Problem description: Please continue the piece about Dick Wadhams moving from the Rounds campaign to the South Dakota Republican Party, starting right after its second scenario.

Document:
————————

Press "Enter" to skip to content

Strangely Quiet Wadhams Makes Puzzling Move from Team Rounds to SDGOP

Last updated on 2014.07.12

I expected more from Dick Wadhams. But the slumping Rove wannabe who returned to the scene of his star-making 2004 crime to work for Mike Rounds made nary a ping on our political radar until last week, when the South Dakota Republican Party announced that Wadhams was leaving Team Rounds to consult for the state party on all of its candidates' campaigns.

If Wadhams did anything to earn the $3,500 a month that Rounds was paying him, we didn't hear about it. Rounds marched easily to primary victory amid four opponents who could not muster the money or organization necessary to beat the frontrunner. Mr. Kallis sees Wadhams's services as equally "superfluous" to good GOP fortunes across the ticket in November and puzzles over the SDGOP's motives in transferring Wadhams to their wing:

Are the Republicans so flush with cash that they feel the need to spend some just for the sake of spending? Perhaps Wadhams is demanding a sinecure because he believes he was not properly rewarded in 2004 and the Republicans are obliging him. Neither rationale, however, seems to be one a fiscally conservative party would consider.

Perhaps party leaders are worried about some scandal coming to the fore, but Rounds, the person most likely to be harmed by known imbroglios, is in a four-way race and doesn't need to worry about capturing 50%. Is this an effort to marginalize the party's right wing? Wadhams history with the tea party is complicated to say the least [Leo Kallis, "Wadhams Hire Prompts Curiosity," The Displaced Plainsman, 2014.06.30].

I have no firm answers to Kallis's questions, just some possible scenarios that we can test for plausibility:

  1. Rounds and Wadhams thought victory in 2014 would be more difficult. They braced for full-on war through November. But outside conservative threats never materialized. Rounds scaled back his fundraising goals, cruised over his primary opponents unscathed, and realized, with some embarrassment, that he really didn't need Wadhams's services. Not wanting to lose his résumé rebuilder, Wadhams asked if he could expand his portfolio in South Dakota instead of having to swing into job hunt mode nationwide. The SDGOP obliged.
  2. Rounds and Wadhams had a dust-up. That 55% primary vote total was less than he thought he was entitled to; he wanted 81% like Daugaard got. Rounds came out of both debates kicking in chairs and knocking down tables because he felt Wadhams didn't prep him and his glass jaw for even the few punches his opponents landed. (Dammit, Dick! I wanted a coronation, not a campaign!) Tired of Rounds's entitlement whining, Wadhams asked for an out, and the SDGOP, trying to prevent any fallout that would make Mike grumpier, obliged.

————————

Entries provided:

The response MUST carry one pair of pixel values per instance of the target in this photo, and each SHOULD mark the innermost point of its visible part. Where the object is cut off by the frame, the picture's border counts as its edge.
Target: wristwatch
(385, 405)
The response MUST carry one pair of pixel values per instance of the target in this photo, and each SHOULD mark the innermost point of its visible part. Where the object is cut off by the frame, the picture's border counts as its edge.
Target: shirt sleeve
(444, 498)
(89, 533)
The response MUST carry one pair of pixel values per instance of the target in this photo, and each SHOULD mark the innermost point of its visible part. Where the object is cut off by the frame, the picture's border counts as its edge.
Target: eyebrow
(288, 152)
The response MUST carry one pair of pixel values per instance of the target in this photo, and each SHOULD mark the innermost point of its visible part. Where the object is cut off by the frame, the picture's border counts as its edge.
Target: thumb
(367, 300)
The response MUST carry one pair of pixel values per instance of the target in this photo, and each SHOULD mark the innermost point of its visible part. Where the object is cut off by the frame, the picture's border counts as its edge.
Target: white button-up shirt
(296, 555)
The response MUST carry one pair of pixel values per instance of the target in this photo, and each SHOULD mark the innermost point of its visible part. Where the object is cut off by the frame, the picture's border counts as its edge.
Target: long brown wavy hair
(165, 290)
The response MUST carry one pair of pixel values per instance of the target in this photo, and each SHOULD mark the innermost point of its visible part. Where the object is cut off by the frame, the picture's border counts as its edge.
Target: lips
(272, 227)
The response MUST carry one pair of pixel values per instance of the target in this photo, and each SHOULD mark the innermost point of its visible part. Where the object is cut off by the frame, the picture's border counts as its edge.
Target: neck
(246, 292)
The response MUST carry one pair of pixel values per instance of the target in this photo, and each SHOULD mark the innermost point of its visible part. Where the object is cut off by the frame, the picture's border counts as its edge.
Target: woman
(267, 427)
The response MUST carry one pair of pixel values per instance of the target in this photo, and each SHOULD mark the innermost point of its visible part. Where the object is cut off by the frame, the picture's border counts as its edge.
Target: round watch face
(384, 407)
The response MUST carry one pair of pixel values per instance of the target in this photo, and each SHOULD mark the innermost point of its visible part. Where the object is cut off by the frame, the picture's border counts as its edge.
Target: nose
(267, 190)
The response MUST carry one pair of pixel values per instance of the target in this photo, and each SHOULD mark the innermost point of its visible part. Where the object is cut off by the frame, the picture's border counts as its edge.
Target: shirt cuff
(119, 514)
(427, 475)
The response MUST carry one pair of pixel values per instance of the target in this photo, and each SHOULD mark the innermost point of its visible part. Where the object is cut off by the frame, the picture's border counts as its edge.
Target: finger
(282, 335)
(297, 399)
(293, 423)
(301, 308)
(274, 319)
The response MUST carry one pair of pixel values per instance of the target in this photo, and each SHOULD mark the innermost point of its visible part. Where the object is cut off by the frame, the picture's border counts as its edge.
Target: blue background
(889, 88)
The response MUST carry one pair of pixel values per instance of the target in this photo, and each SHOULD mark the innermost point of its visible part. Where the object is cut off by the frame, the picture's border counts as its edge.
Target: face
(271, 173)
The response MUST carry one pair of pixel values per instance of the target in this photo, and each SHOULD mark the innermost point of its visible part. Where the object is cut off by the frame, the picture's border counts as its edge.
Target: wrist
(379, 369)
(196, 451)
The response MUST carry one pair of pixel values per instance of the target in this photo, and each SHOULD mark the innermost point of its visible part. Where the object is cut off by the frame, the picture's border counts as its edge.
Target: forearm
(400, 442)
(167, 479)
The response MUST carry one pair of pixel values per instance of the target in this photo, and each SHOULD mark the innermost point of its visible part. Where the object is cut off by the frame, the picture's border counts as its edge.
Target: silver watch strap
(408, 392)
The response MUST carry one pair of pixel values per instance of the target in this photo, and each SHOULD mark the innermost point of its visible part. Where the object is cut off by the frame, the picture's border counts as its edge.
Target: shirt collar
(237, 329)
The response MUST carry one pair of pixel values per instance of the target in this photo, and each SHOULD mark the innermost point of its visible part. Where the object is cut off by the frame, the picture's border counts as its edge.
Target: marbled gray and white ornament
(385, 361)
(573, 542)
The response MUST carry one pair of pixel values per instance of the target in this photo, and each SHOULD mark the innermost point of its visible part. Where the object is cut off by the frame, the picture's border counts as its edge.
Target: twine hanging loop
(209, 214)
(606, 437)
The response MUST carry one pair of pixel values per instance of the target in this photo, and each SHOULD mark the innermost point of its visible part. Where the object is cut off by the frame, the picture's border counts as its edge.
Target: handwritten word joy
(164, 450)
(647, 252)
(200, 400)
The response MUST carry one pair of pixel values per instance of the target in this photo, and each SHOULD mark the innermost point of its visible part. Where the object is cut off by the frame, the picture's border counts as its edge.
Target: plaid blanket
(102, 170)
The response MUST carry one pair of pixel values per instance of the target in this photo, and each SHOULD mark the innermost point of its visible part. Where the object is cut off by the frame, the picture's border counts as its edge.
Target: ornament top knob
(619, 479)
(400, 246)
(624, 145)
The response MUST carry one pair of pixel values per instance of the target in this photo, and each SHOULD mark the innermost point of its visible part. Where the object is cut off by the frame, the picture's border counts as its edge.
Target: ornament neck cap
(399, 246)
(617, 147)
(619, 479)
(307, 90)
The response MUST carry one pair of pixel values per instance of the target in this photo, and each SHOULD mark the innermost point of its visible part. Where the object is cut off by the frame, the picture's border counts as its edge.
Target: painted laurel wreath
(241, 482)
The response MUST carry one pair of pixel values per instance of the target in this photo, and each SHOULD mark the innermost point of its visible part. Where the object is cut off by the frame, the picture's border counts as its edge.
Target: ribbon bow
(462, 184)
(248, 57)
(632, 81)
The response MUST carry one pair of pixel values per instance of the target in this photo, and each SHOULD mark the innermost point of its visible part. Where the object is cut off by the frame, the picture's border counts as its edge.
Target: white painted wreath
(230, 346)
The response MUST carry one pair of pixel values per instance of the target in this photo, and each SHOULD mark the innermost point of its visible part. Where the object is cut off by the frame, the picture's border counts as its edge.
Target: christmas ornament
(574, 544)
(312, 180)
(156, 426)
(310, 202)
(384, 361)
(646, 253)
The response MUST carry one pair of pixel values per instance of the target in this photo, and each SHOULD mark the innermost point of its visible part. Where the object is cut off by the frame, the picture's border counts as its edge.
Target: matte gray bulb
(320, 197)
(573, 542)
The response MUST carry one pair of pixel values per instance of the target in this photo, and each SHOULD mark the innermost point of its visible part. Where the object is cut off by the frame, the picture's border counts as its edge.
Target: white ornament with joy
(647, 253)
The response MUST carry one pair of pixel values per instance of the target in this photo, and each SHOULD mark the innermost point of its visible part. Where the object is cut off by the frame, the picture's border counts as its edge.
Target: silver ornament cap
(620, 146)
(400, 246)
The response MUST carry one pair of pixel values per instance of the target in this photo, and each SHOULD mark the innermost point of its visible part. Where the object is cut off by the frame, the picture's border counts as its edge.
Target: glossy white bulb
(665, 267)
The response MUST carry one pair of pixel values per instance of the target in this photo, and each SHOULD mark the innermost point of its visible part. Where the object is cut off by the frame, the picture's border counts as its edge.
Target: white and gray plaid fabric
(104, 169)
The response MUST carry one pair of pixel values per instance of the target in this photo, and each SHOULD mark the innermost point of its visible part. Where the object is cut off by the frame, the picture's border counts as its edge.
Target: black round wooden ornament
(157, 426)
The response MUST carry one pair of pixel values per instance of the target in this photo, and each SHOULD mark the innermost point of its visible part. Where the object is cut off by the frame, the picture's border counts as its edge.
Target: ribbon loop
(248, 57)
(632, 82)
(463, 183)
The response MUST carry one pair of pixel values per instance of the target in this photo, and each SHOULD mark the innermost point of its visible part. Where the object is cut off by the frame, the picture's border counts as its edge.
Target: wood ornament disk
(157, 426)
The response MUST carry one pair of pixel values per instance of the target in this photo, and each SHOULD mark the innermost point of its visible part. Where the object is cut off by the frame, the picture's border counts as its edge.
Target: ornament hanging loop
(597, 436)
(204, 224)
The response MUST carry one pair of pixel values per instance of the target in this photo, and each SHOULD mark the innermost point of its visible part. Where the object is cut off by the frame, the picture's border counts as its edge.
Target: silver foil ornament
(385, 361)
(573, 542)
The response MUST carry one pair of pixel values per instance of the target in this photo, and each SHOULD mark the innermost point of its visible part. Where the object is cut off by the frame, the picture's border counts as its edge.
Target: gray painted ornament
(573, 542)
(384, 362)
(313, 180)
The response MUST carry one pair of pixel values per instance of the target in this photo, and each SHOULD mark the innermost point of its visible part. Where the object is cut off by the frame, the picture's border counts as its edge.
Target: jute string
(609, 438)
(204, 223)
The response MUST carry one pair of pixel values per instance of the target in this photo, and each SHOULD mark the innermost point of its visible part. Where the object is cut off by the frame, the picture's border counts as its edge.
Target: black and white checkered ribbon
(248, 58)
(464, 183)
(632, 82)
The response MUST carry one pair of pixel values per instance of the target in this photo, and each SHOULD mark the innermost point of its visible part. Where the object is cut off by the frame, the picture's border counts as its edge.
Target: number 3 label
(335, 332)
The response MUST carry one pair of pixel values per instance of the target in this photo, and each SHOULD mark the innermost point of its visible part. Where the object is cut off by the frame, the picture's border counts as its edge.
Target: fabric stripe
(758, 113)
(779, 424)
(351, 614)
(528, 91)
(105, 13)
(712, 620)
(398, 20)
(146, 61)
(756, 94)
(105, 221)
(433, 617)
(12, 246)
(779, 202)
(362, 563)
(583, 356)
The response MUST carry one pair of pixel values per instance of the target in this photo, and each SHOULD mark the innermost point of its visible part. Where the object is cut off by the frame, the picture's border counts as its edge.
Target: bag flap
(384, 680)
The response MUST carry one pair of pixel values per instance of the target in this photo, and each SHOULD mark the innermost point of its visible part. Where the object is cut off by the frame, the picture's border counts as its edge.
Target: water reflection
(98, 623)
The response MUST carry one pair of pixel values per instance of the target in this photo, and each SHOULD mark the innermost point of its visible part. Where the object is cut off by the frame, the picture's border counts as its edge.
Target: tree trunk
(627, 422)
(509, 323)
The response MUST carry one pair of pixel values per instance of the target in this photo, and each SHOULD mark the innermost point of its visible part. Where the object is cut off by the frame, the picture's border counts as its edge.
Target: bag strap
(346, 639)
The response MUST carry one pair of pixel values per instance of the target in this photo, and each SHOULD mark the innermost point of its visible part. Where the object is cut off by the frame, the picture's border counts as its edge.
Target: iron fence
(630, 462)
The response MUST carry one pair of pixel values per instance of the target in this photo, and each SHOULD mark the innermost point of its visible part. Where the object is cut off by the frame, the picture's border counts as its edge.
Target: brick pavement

————————

Response for this exercise:
  3. It's all mind games: Rounds and Wadhams orchestrated this move to say to Rick Weiland, Larry Pressler, and Gordon Howie, "You guys are so insignificant, we're paring down the campaign staff." As a bonus mind game, Wadhams gets to make Dems across the ticket, and maybe even some local candidates thinking about jumping in to replace Democratic placeholders in legislative races, nervous: The state GOP has Dick Wadhams to sic on me in our measly Legislative race? No way am I getting into that! And the games cost the SDGOP nothing, because Rounds continues to pay Wadhams's salary via campaign finance transfers from Rounds for Senate to the SDGOP.
  4. We heard nothing because Wadhams has got nothing left. Rounds realized this early on, but the need to produce nothing but happy headlines and maybe a contract clause kept him from pulling the trigger. Then Rob or Justin or somebody came up with the idea of transferring Wadhams to party HQ to get the deadweight off their ship.

Whatever the case, we'll have Dick Wadhams to kick around for another four months. While my urge for blog fodder aches for more, my desire for civil, policy-oriented discourse hopes the remaining four months will be as absent of Wadhams's overt intrusions as the last thirteen.

4 Comments

  1. larry kurtz 2014.07.08

    #2. Bendagate ruling from DoJ will implicate Tike Mike.

  2. Rorschach 2014.07.08

    Tired of success, they want Dick Wad to do for Mike Rounds and the SD Repub Party what he did for Bob Schaefer and the Colorado Repub Party in 2008 and 2010.

  3. Roger Cornelius 2014.07.08

    Wadhams advice for earning that $3,500 a month from Rounds was simple.
    Dick told Mike to shut up, avoid debates, and above all don't answer questions. Low information Republican voters seemed to like that advice and elected Rounds.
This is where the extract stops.